▶ **Vorliegender Text**:
Die erste echte Hoffnung für die Ausnutzung dieser Erkenntnisse stellt die individualisierte Tumortherapie dar, die durch die routinemäßige Komplettsequenzierung von Tumorgenoms mittels NGS wohl in nicht ferner Zukunft in greifbare Nähe rücken wird. Dadurch werden Tumorkategorien (mit ihren “eines für alle”-Therapien) obsolet werden und Therapieansätze genau auf diesen einen speziellen Tumor bei diesem einen Patienten mit seinen spezifischen genetischen Eigenschaften abstimmbar sein.

Genau in diese Kerbe der individualisierten Tumortherapie schlägt der Ansatz von Kreiter et al.: ein generalisierter Impfstoff, wie etwa gegen Masern, ist gegen Krebs nicht sinnvoll, weil die Krebszellen jedes Patienten ein einzigartiges Muster aus Mutationen und daher Eigenschaften aufweisen. Die Gruppe um Kreiter hat deshalb einen Algorithmus entwickelt, um die vorhandenen Mutationen nach ihrer Eigenschaft, eine besonders starke Immunantwort auszulösen, zu priorisieren. Auf dieser Grundlage stellten sie individuelle Impfstoffe her, die im Mausversuch das Immunsystem der Tiere selbst aggressivste Tumore zerstören ließ.

▶ **Bereitgestellte Daten**:

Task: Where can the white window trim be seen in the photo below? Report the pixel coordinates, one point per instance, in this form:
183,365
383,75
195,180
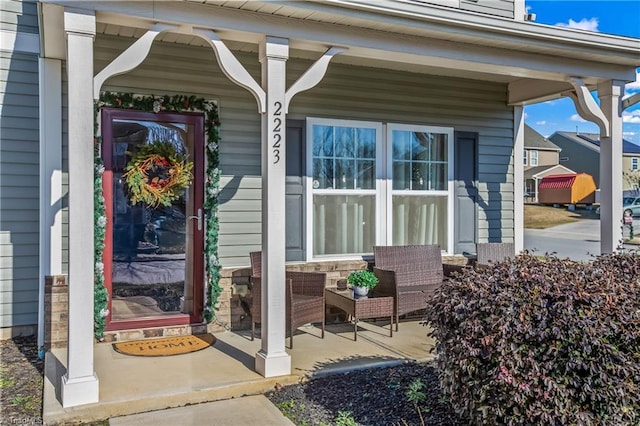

▶ **Ziel der Übung**:
Warum ist ein generalisierter Impfstoff gegen Krebs laut dem Text über die individualisierte Tumortherapie nicht sinnvoll? Die Daten stammen aus einer anderen Quelle als der Text.

▶ **Lösung**:
Die Krebszellen jedes Patienten weisen ein einzigartiges Muster aus Mutationen und daher Eigenschaften auf.